[Excerpts from a dataset on object pointing]
++++++++++++++++++++
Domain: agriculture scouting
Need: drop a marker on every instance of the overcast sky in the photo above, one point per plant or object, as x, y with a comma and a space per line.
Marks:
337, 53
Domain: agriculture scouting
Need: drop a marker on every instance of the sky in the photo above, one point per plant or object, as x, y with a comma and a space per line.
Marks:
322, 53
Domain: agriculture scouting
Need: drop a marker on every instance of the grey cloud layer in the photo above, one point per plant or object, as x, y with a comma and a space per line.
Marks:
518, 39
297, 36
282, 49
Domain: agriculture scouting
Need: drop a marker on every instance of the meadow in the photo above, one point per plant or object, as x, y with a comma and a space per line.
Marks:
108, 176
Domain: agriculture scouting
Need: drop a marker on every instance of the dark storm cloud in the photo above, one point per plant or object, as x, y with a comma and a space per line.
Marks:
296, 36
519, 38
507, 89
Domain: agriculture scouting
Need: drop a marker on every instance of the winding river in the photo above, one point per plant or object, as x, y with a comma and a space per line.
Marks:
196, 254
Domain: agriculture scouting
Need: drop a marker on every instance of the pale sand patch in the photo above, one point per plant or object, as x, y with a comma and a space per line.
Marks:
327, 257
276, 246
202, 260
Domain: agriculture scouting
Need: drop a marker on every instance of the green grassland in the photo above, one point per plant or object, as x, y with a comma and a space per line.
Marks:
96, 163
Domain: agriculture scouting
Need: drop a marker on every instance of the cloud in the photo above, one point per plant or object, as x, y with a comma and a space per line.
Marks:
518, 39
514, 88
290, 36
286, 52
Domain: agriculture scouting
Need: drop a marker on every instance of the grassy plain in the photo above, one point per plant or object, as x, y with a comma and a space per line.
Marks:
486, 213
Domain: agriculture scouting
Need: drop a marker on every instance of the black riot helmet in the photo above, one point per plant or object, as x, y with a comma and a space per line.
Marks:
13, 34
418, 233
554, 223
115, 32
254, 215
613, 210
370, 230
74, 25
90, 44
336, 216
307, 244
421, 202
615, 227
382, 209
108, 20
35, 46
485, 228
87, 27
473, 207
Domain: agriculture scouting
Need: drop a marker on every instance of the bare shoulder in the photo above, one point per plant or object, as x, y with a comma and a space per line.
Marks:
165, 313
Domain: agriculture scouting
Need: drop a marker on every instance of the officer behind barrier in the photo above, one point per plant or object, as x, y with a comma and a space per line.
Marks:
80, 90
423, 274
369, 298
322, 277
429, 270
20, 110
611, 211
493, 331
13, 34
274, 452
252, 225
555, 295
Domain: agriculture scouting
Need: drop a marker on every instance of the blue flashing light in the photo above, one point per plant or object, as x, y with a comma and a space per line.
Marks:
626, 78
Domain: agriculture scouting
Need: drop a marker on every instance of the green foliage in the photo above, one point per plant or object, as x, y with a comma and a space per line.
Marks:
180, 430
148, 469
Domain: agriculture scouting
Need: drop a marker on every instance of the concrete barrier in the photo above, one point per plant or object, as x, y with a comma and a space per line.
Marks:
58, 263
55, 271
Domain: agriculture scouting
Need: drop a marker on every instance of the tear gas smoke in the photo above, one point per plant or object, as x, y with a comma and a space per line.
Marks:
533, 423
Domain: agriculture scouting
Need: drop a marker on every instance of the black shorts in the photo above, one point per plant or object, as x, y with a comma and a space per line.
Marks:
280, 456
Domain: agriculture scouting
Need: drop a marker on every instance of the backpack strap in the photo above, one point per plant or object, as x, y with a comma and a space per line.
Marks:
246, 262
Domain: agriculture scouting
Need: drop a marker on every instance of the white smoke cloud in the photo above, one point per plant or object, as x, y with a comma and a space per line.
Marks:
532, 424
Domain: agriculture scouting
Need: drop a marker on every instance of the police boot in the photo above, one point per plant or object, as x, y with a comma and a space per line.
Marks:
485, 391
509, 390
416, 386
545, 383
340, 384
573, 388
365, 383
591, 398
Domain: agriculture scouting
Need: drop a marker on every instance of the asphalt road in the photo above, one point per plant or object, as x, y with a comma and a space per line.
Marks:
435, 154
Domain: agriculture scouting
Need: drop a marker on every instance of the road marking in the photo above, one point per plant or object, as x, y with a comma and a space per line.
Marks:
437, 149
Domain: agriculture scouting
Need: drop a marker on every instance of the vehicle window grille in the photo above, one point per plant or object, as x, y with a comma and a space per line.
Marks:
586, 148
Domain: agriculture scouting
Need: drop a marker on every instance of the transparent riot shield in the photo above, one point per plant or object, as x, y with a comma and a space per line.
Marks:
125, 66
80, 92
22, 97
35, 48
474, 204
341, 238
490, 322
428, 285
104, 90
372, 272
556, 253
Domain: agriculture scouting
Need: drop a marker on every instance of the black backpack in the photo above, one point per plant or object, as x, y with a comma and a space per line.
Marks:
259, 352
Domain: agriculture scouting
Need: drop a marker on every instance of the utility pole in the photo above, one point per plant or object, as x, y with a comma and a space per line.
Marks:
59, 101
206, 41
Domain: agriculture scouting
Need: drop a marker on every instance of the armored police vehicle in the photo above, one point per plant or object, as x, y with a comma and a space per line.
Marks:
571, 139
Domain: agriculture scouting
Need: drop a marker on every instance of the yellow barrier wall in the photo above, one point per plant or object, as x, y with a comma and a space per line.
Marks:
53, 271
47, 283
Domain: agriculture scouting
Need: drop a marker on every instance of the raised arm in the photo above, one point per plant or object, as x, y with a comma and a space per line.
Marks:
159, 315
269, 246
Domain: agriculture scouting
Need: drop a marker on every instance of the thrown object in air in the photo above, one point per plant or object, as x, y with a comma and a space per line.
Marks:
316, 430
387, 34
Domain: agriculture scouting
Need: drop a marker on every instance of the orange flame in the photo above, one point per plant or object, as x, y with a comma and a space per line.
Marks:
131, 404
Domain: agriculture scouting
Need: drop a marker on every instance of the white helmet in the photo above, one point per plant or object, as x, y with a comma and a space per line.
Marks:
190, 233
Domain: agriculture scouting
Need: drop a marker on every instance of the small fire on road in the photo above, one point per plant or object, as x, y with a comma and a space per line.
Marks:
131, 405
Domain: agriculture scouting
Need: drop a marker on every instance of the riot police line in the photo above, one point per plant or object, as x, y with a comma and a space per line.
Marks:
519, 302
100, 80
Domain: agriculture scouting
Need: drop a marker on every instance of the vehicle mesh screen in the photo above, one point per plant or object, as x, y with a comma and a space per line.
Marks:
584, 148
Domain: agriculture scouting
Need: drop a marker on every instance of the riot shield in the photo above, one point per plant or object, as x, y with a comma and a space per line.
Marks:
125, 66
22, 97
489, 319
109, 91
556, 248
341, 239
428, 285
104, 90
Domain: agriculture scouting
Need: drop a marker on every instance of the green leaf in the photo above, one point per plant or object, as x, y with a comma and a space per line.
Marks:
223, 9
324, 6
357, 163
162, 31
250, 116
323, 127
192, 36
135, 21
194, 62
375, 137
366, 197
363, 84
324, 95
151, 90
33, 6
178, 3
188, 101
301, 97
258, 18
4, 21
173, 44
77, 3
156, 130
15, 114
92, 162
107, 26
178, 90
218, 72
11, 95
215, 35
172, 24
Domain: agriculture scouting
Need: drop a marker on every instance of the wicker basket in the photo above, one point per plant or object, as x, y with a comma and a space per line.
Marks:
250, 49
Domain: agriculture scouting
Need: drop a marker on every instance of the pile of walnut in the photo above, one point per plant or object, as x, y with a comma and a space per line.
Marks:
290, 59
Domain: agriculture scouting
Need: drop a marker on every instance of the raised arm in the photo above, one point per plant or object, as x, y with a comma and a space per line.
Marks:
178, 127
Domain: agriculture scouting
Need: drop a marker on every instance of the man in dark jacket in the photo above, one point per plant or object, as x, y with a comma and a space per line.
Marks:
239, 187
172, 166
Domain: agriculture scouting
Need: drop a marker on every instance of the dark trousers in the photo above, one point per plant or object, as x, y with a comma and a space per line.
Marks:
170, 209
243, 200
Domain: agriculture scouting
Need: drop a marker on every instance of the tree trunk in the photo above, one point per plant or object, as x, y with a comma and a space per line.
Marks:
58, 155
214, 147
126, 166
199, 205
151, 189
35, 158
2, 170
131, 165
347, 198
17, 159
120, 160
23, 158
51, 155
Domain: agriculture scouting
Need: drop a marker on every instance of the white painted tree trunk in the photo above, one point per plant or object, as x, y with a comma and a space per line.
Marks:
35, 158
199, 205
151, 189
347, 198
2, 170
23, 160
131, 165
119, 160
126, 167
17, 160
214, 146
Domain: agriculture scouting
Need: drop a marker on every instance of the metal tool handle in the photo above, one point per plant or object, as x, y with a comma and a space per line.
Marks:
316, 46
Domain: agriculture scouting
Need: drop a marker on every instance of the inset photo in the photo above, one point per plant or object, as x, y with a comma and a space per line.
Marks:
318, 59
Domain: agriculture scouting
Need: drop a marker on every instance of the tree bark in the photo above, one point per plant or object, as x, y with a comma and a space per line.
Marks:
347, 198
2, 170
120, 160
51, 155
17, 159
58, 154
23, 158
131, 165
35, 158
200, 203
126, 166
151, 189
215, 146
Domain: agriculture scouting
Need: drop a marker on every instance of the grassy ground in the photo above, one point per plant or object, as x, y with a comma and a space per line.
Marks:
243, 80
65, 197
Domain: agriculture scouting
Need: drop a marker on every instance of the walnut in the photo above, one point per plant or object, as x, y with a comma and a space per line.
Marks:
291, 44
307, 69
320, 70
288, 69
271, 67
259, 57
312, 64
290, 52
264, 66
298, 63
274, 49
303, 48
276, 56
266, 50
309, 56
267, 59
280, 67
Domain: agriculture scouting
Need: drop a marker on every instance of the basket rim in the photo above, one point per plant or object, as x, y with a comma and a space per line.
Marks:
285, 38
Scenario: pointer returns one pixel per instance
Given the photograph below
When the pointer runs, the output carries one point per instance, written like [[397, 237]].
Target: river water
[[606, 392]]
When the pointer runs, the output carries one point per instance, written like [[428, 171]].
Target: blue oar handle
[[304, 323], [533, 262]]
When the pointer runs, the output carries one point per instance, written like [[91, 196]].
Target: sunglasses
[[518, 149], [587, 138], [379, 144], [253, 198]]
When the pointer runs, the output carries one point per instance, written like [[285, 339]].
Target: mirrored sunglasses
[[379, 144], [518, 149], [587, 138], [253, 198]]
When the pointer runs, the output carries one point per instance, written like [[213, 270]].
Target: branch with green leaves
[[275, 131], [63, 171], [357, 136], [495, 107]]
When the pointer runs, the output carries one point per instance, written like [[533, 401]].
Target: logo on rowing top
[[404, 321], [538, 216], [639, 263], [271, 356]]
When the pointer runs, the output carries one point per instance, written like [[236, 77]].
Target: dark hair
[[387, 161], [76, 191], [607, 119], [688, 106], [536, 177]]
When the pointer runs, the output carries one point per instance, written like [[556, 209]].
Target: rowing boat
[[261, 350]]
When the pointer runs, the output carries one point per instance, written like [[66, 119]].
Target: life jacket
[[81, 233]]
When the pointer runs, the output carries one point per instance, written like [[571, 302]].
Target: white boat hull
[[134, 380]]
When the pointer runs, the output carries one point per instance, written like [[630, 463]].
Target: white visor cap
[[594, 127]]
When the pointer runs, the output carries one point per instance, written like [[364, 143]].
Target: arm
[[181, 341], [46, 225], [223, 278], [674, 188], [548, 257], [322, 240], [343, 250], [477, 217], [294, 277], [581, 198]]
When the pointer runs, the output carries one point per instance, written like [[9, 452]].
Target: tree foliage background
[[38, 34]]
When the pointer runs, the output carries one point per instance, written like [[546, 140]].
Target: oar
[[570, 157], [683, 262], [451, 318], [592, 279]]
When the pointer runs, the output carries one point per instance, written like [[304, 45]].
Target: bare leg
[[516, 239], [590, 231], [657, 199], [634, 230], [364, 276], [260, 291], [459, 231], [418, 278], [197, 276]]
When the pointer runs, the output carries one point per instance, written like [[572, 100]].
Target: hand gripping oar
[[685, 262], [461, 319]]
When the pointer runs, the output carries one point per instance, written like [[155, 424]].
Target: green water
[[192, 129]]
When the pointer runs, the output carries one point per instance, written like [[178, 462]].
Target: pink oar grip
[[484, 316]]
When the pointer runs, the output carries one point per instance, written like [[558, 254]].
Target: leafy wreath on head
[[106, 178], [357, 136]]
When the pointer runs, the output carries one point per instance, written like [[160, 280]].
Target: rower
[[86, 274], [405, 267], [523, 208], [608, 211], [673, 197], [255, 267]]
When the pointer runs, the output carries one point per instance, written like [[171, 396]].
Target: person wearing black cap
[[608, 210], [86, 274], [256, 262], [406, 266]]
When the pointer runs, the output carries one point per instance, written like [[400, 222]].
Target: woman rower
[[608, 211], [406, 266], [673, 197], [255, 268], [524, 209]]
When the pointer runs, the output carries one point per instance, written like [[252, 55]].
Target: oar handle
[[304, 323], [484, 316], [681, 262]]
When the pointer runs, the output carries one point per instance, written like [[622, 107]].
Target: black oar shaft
++++++++++++++++++++
Can you copy out, word for word, the lines from the one containing "like [[622, 107]]." through the end of the data, including both ends?

When the pointer runs, the output carries one point per instance, written like [[622, 107]].
Target: black oar shaft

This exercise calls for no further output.